• **TASK TO CARRY OUT**: The full set of entries is to be returned word for word.
○ ○ ○ ○
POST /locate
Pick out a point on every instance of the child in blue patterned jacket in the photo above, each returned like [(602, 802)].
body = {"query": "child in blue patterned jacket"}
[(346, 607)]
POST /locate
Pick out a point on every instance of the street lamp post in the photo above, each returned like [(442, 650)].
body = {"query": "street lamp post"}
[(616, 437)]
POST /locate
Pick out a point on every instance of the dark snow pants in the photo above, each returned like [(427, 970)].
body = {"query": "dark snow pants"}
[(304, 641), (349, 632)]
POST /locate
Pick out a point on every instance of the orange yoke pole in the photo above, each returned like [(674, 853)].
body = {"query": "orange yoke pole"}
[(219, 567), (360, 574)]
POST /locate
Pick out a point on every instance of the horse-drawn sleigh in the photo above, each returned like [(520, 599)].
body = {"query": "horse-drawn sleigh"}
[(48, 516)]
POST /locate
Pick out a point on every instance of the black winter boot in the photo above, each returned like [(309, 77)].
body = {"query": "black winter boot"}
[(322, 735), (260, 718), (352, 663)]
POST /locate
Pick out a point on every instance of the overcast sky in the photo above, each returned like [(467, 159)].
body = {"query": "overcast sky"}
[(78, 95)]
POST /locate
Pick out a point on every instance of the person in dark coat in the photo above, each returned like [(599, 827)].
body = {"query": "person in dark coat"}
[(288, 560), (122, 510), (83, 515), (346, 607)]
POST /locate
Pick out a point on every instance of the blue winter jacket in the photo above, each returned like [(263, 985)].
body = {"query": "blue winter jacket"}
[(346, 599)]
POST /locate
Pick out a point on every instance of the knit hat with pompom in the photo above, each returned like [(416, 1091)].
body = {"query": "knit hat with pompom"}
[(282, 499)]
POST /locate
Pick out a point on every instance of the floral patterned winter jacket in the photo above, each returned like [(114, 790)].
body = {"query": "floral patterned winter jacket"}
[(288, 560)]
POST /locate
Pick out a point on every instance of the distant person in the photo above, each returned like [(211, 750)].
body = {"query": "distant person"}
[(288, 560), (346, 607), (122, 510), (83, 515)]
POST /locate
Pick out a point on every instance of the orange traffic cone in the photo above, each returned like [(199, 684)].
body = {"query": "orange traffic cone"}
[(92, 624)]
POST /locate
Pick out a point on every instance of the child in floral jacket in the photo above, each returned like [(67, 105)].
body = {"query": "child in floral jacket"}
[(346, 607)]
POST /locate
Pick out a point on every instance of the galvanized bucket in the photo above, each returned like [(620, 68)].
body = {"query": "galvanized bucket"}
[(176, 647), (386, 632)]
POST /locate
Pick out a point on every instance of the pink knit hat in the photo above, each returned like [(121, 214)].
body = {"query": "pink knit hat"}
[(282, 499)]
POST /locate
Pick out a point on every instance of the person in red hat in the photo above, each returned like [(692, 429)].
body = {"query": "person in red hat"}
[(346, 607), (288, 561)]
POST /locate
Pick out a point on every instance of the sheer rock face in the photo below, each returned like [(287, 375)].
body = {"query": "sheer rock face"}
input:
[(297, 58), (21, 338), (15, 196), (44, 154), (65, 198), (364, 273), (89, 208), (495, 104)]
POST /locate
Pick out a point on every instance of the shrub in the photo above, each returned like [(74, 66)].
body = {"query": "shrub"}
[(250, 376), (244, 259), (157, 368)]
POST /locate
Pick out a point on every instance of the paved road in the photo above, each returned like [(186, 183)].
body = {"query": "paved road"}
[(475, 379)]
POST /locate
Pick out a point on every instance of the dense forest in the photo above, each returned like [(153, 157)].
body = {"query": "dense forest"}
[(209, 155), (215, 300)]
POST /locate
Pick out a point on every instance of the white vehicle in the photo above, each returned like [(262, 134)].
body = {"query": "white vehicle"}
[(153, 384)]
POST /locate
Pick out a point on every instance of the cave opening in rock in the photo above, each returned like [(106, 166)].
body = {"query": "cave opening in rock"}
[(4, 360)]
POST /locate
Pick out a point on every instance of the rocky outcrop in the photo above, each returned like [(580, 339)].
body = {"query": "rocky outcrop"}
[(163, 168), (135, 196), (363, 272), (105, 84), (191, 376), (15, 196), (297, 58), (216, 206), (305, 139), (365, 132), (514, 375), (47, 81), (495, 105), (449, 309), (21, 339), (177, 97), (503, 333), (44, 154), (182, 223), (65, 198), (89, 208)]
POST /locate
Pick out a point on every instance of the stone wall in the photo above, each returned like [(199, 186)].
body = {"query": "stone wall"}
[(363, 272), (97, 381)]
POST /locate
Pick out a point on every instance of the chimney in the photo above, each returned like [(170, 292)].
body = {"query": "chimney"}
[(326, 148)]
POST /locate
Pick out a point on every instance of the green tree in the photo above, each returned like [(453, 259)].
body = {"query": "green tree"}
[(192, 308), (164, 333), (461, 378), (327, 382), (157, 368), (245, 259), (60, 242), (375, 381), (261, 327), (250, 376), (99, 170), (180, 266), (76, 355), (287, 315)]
○ ○ ○ ○
• **EXERCISE ANSWER**:
POST /locate
Pick out a point on every instance of the child in blue patterned jacket in the photo above, each returned like [(602, 802)].
body = {"query": "child in blue patterned jacket"}
[(346, 607)]
POST /locate
Pick out a point on every instance of the street lamp post in the photo above, each returned like [(442, 650)].
body = {"query": "street lamp post"}
[(616, 437)]
POST /locate
Pick out a point on every instance of the dark snow pants in the photo above, each returned like [(427, 970)].
body = {"query": "dark snow pants"}
[(304, 641), (349, 632)]
POST /locate
Pick out a point on every instance of the orange yoke pole in the photo above, each returned like [(674, 853)].
body = {"query": "orange yoke pole"}
[(219, 567), (360, 574)]
POST /locate
Pick out a point on every instance of the horse-drawn sleigh in the photo above, each returned like [(520, 599)].
body = {"query": "horse-drawn sleigh"}
[(48, 516)]
POST /locate
Pick out a point on every instance of the black winter boot in the photo above, each returned like [(309, 77)].
body = {"query": "black winter boot"}
[(322, 735), (260, 718), (352, 663)]
POST /locate
Pick out a point on every instance of the overcast sky in the photo above, each returned like [(467, 159)].
body = {"query": "overcast sky"}
[(78, 95)]
POST /locate
Pick out a point on every instance of the person in dark coat in the photo above, each returned like [(599, 827)].
body = {"query": "person in dark coat"}
[(288, 560), (122, 510), (83, 515), (346, 607)]
POST /locate
Pick out a point on every instance of the blue winter jacket in the photo above, each returned like [(263, 985)].
body = {"query": "blue winter jacket"}
[(346, 599)]
POST /locate
Pick out a point on every instance of the knit hat with pompom in the photo above, each returned like [(416, 1091)].
body = {"query": "knit hat with pompom"}
[(282, 499)]
POST /locate
Pick out a point on every instance of the floral patterned winter jacket in the photo above, each returned like [(114, 790)].
body = {"query": "floral patterned winter jacket"}
[(288, 560)]
POST /locate
Pick out a point on every instance of the distant person in the photo above, each returned like [(211, 750)].
body = {"query": "distant person"}
[(288, 560), (346, 607), (122, 510), (83, 515)]
POST /locate
Pick out a point on every instance of the orange traffic cone in the photo above, each returned like [(199, 684)].
body = {"query": "orange traffic cone"}
[(92, 624)]
POST /locate
Pick out a point on every instance of the child in floral jacket in the photo above, each returned like [(67, 105)].
body = {"query": "child in floral jacket"}
[(346, 607)]
POST /locate
Pick out a point on every instance of the galvanized bucket in the photo above, each returned like [(620, 68)].
body = {"query": "galvanized bucket"}
[(176, 647), (386, 632)]
POST /locate
Pick out a point on every instance of the pink knit hat in the photo above, each returned like [(121, 214)].
body = {"query": "pink knit hat"}
[(282, 499)]
POST /locate
Pick out a point on every instance of the person in red hat in the photo above, each returned like [(692, 429)].
body = {"query": "person in red hat"}
[(346, 607), (288, 561)]
POST /locate
Pick out a point on every instance of the sheer rock face in the photo below, each returned like [(287, 375)].
body = {"query": "sheer rock face"}
input:
[(297, 58), (21, 338), (15, 196), (44, 154), (65, 198), (364, 273), (89, 208), (495, 104)]
POST /locate
Pick out a point on every instance of the shrub in the photo above, each returned like [(74, 66)].
body = {"query": "shrub"}
[(250, 376), (244, 259), (157, 368)]
POST /locate
Pick out a point on every instance of the paved road in the photo above, each returned like [(186, 183)].
body = {"query": "paved road"}
[(475, 379)]
POST /locate
Pick out a point on every instance of the dense forest in the photo above, each returned like [(153, 157)].
body = {"query": "dense forest"}
[(209, 155), (215, 300)]
POST /locate
Pick out a point on every instance of the white vehicle in the photo above, each returned like [(262, 134)].
body = {"query": "white vehicle"}
[(153, 384)]
POST /locate
Pick out a point on every instance of the cave opening in rock in the photo above, each returned like [(106, 166)].
body = {"query": "cave opening in rock"}
[(4, 360)]
POST /locate
Pick out a point on every instance of the rocky outcrop in the photo above, each returned like [(580, 339)].
body = {"query": "rocky outcrop"}
[(163, 168), (135, 196), (363, 272), (105, 84), (191, 376), (15, 196), (297, 58), (216, 206), (305, 139), (365, 132), (514, 375), (47, 81), (495, 105), (449, 309), (21, 339), (177, 97), (503, 333), (44, 154), (182, 223), (65, 198), (89, 208)]
POST /locate
Pick out a point on every instance of the stone wall in the photo above, each returned like [(199, 186)].
body = {"query": "stone wall"}
[(363, 272), (97, 381)]
POST /locate
Pick out a point on every instance of the chimney in the photo above, each returned like [(170, 292)].
body = {"query": "chimney"}
[(326, 148)]
POST /locate
Pick out a point on every instance of the green tree in the photo above, each returned like [(453, 259)].
body = {"query": "green tree"}
[(192, 308), (164, 333), (461, 378), (327, 382), (157, 368), (245, 259), (60, 242), (375, 381), (261, 327), (250, 376), (99, 170), (180, 266), (76, 355), (287, 315)]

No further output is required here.